Passage given:
Amazon offers add-on services like Hive, PIG, Hbase, Impala, newly Kinesis ( real time streaming ) on top of Hadoop as services. Starting with AMI 3.0.4, Amazon EMR clusters can read and process Amazon Kinesis streams directly, using familiar tools in the Hadoop ecosystem such as Hive, Pig, MapReduce, the Hadoop Streaming API, and Cascading. You can also join real-time data from Amazon Kinesis with existing data on Amazon S3, Amazon DynamoDB, and HDFS in a running cluster. You can directly load the data from Amazon EMR to Amazon S3 or DynamoDB for post-processing activities. For information about Amazon Kinesis service highlights and pricing, see Amazon Kinesis.
Integration between Amazon EMR and Amazon Kinesis makes certain scenarios much easier; for example:
- Streaming log analysis–You can analyze streaming web logs to generate a list of top 10 error types every few minutes by region, browser, and access domains
- Customer engagement–You can write queries that join clickstream data from Amazon Kinesis with advertising campaign information stored in a DynamoDB table to identify the most effective categories of ads that are displayed on particular websites.

Brief 1: In the Amazon EMR and Kinesis passage, starting with which AMI version can Amazon EMR clusters read and process Amazon Kinesis streams directly?
Brief 2: Lay out the lines of the listing as a JSON list of strings, one string per line with blank lines left out, covering only the span from the line that contains "In this picture, where can the spoon bowl" through the end of the listing, inclusive.

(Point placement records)
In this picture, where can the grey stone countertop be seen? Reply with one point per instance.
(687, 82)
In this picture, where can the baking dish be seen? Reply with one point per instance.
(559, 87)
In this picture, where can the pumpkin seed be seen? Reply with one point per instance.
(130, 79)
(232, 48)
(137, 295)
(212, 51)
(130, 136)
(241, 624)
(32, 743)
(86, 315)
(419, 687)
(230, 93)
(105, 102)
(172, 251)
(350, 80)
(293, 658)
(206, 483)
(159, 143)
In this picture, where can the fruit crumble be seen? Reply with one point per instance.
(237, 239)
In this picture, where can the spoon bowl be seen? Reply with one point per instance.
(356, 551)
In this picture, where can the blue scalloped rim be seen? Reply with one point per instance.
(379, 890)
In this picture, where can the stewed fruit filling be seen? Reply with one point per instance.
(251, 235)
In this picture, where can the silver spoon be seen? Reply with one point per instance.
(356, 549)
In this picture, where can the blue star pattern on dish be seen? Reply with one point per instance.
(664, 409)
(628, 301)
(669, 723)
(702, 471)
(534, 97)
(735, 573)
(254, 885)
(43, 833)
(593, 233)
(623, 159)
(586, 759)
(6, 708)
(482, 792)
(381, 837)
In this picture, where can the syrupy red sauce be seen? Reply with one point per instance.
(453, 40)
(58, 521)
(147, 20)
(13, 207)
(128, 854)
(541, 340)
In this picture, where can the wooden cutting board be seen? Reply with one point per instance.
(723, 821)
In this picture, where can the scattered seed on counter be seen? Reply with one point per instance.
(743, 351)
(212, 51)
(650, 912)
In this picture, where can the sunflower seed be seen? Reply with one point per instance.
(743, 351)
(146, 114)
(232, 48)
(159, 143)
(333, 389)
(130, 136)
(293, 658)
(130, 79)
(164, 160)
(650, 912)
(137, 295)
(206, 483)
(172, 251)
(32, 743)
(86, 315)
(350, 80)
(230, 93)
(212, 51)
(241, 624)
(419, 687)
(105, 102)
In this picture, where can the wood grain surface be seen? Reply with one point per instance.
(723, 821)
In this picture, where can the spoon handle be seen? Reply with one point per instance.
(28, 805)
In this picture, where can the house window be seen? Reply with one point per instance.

Result 1: AMI 3.0.4

Result 2:
[
  "In this picture, where can the spoon bowl be seen? Reply with one point per instance.",
  "(356, 551)",
  "In this picture, where can the blue scalloped rim be seen? Reply with one point per instance.",
  "(379, 890)",
  "In this picture, where can the stewed fruit filling be seen? Reply with one point per instance.",
  "(251, 235)",
  "In this picture, where can the silver spoon be seen? Reply with one point per instance.",
  "(356, 549)",
  "In this picture, where can the blue star pattern on dish be seen? Reply with one point per instance.",
  "(664, 409)",
  "(628, 301)",
  "(669, 723)",
  "(702, 471)",
  "(534, 97)",
  "(735, 573)",
  "(254, 885)",
  "(43, 833)",
  "(593, 233)",
  "(623, 159)",
  "(586, 759)",
  "(6, 708)",
  "(482, 792)",
  "(381, 837)",
  "In this picture, where can the syrupy red sauce be seen? Reply with one point per instance.",
  "(453, 40)",
  "(58, 521)",
  "(147, 20)",
  "(13, 207)",
  "(128, 854)",
  "(541, 340)",
  "In this picture, where can the wooden cutting board be seen? Reply with one point per instance.",
  "(723, 821)",
  "In this picture, where can the scattered seed on counter be seen? Reply with one point per instance.",
  "(743, 351)",
  "(212, 51)",
  "(650, 912)",
  "In this picture, where can the sunflower seed be seen? Reply with one point per instance.",
  "(743, 351)",
  "(146, 114)",
  "(232, 48)",
  "(159, 143)",
  "(333, 389)",
  "(130, 136)",
  "(293, 658)",
  "(130, 79)",
  "(164, 160)",
  "(650, 912)",
  "(137, 295)",
  "(206, 483)",
  "(172, 251)",
  "(32, 743)",
  "(86, 315)",
  "(350, 80)",
  "(230, 93)",
  "(212, 51)",
  "(241, 624)",
  "(419, 687)",
  "(105, 102)",
  "In this picture, where can the wood grain surface be seen? Reply with one point per instance.",
  "(723, 821)",
  "In this picture, where can the spoon handle be seen? Reply with one point per instance.",
  "(28, 805)",
  "In this picture, where can the house window be seen? Reply with one point per instance."
]